Problem to solve:
Retype the records below exactly. Leave nothing out.

Records shown:

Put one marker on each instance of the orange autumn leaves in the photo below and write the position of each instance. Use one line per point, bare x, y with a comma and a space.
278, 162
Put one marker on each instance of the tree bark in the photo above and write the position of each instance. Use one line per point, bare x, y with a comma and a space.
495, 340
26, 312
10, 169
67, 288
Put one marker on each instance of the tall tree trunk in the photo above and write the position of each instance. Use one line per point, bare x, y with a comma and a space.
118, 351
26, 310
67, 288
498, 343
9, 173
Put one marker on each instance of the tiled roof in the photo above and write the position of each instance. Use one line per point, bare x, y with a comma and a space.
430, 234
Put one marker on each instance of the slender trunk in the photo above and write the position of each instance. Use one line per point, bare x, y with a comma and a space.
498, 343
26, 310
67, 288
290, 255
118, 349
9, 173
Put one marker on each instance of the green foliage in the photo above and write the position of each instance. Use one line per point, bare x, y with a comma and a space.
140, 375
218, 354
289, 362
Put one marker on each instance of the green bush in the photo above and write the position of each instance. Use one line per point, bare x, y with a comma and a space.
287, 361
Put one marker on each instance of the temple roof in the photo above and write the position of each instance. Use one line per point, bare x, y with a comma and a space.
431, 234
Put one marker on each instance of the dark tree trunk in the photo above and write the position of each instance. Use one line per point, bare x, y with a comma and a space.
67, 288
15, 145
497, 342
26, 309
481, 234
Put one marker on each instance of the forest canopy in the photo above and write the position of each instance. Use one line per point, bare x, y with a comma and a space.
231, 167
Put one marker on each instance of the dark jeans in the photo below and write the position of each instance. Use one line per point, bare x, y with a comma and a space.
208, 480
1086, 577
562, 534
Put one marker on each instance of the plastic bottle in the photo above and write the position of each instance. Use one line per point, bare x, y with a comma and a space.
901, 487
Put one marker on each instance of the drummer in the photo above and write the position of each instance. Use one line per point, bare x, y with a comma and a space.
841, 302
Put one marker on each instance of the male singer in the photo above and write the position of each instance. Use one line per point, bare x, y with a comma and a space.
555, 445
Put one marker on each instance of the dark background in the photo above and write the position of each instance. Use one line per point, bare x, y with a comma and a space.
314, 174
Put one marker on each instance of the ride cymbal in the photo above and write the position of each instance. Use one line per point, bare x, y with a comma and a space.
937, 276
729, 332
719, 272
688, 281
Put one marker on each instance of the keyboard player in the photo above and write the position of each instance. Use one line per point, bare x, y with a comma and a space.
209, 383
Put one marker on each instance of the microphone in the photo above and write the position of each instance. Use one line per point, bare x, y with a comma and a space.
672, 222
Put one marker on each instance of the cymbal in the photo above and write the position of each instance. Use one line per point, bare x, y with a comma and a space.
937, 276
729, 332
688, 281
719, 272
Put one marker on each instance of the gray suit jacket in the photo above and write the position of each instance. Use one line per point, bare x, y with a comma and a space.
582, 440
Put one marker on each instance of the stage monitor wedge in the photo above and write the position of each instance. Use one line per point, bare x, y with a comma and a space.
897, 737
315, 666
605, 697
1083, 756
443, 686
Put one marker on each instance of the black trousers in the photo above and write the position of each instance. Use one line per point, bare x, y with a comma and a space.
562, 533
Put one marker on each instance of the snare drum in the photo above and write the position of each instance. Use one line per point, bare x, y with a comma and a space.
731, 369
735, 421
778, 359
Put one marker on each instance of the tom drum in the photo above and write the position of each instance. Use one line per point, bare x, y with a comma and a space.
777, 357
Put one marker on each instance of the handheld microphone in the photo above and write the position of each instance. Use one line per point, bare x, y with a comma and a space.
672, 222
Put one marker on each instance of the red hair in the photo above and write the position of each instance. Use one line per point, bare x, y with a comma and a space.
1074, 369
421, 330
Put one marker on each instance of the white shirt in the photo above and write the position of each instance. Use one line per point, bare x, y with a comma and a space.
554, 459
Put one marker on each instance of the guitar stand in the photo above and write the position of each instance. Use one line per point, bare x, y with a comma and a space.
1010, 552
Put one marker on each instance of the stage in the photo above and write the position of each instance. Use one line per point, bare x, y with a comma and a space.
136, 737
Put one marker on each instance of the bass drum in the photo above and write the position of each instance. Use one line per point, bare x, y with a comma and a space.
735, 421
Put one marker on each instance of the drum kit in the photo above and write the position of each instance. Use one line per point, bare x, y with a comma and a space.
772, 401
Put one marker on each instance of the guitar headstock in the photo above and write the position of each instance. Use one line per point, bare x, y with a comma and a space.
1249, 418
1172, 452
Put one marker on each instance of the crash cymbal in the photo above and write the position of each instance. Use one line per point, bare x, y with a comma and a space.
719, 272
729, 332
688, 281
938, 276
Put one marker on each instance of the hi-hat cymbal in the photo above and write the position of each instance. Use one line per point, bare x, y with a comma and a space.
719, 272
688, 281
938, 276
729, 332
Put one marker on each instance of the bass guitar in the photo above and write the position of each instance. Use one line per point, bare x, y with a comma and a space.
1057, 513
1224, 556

Expected output:
Put one marker on each instance of the orange autumn leaves in the photo below and write the position of each instance. Use one line per point, bare x, y with a comma and a space.
278, 162
Put one marker on each instance of the tree bark in the photo above and write the position of each instance. Use one line per point, bare x, y with a comma and a space.
495, 340
26, 312
10, 169
67, 288
Put one marker on each instance of the tall tree trunk in the photo above and write the position of each instance. Use one line per point, bare x, y with a comma and a space.
118, 351
26, 310
67, 288
498, 343
9, 173
Put one marker on each instance of the tiled roof in the photo above and write the position of each instance. Use one line per point, bare x, y with a comma and a space.
430, 234
Put one marker on each instance of the slender trunk in the photo above and write the position of each instance. Use one line per point, bare x, y with a comma and a space.
498, 343
26, 310
67, 288
290, 255
118, 349
9, 173
Put one marker on each instance of the green foliage in the photo above and write the position of each instance. Use one line per point, bare x, y with a comma and a space.
140, 375
218, 354
289, 362
Put one marker on each instance of the green bush in the photo above and write the position of each instance. Use one line per point, bare x, y with a comma and a space.
287, 361
Put one marker on each instance of the temple roof in the photo above and write the position of each instance. Use one line per point, bare x, y with a comma and a space.
431, 234
Put one marker on each instance of the dark tree trunk in the photo above and write the position of each instance. Use one line per point, bare x, y with a comma and a space.
67, 288
15, 145
497, 342
26, 309
481, 234
Put one marker on each instance of the forest canopy in the photo above and write the position of each instance. Use one line per point, bare x, y with a comma and a space.
231, 167
Put one marker on each instance of the dark jeans in the photo below and write the position of each instance. Use one line per point, bare x, y with a comma and a space.
208, 480
1086, 577
562, 534
Put one marker on each instance of the plastic bottle in the photo above and write the position of each instance. Use one line per point, bare x, y with a comma and a space.
901, 487
Put one marker on each instance of the drummer in the photo above and write the position of each instance. Use one line per point, bare x, y with a comma and a space.
841, 302
Put one marker on each instance of the male singer in the photo above and write the position of each instance. Use one line per point, bare x, y with a comma and a space.
555, 445
Put one marker on each instance of the dark background in the photo above and write the position of each instance. Use one line per point, bare x, y with a comma and a space.
314, 174
Put one marker on each instance of the ride cymbal in the photo above and write the position of each instance. Use one line per point, bare x, y with a comma and a space.
937, 276
729, 332
719, 272
688, 281
Put one marker on each instance of the keyboard player in the photo above and write the position of each instance. Use one line per point, bare x, y with a comma and a space.
209, 383
Put one marker on each instance of the microphone in the photo above and write the position of each instance. Use one line per point, bare x, y with a comma and a space.
672, 222
Put one marker on each instance of the cymbal in the photo above and write the position of each instance. Use one line per point, bare x, y with a comma and a space.
937, 276
729, 332
688, 281
719, 272
Put one marker on each instance of the gray suit jacket in the photo above and write the position of each instance. Use one line per point, bare x, y with a comma and a space.
582, 440
Put one marker on each instance of the stage monitor wedge in the photo above and write the position of each instance. Use one line per point, bare x, y with a comma and a space.
897, 737
315, 666
605, 697
1083, 756
443, 686
Put one marker on each instance of the black trousers in the photo above and write the position of each instance. Use one line per point, bare x, y with a comma and a space.
562, 533
Put one marker on each instance of the snare drum in the photo above and write the position of each instance. Use one line per point, bare x, y with a comma and a space.
731, 369
735, 421
778, 359
Put one marker on each instance of the tom drum in the photo above and write the position of each instance. Use one line per point, bare x, y with a comma and a space.
777, 357
Put one marker on each instance of the handheld microphone in the photo above and write the position of each instance. Use one line per point, bare x, y with a comma and a space.
672, 222
Put one marker on each instance of the red hair in the photo above and write the position of each instance. Use one line per point, bare x, y with a comma and a space.
1074, 369
421, 330
Put one marker on each instance of the white shirt in the photo above and write the position of each instance. Use one line per point, bare x, y with a comma and a space.
554, 459
Put one marker on each instance of the guitar stand in the photo above and write the position of each instance. Use one line per point, bare x, y with a comma and a space.
1010, 552
Put one marker on each instance of the stage in the photo above and write the position of each instance. Use one line per point, bare x, y with a comma and a space.
136, 737
Put one marker on each instance of the bass drum in the photo above and write the position of each instance. Use one line per point, bare x, y with a comma and a space.
735, 421
Put one marker on each instance of the drum kit in the photo above and write the position of each instance. Use one line per point, bare x, y with a comma and a space.
772, 401
Put one marker on each instance of the guitar headstock in the photo above and write the position of each instance. Use one line per point, bare x, y with a comma and a space.
1249, 418
1172, 452
Put one marker on each instance of the crash cymbal in the photo above and write the position of each instance. Use one line per point, bare x, y with a comma and a space.
719, 272
729, 332
688, 281
938, 276
Put one marker on each instance of the hi-hat cymbal in the photo above and write the position of each instance. Use one line per point, bare x, y with a comma and a space.
719, 272
688, 281
938, 276
729, 332
Put one marker on each instance of the bass guitar in the photo above and write the position of each instance. Use one line per point, bare x, y with a comma and a space.
1057, 513
1224, 556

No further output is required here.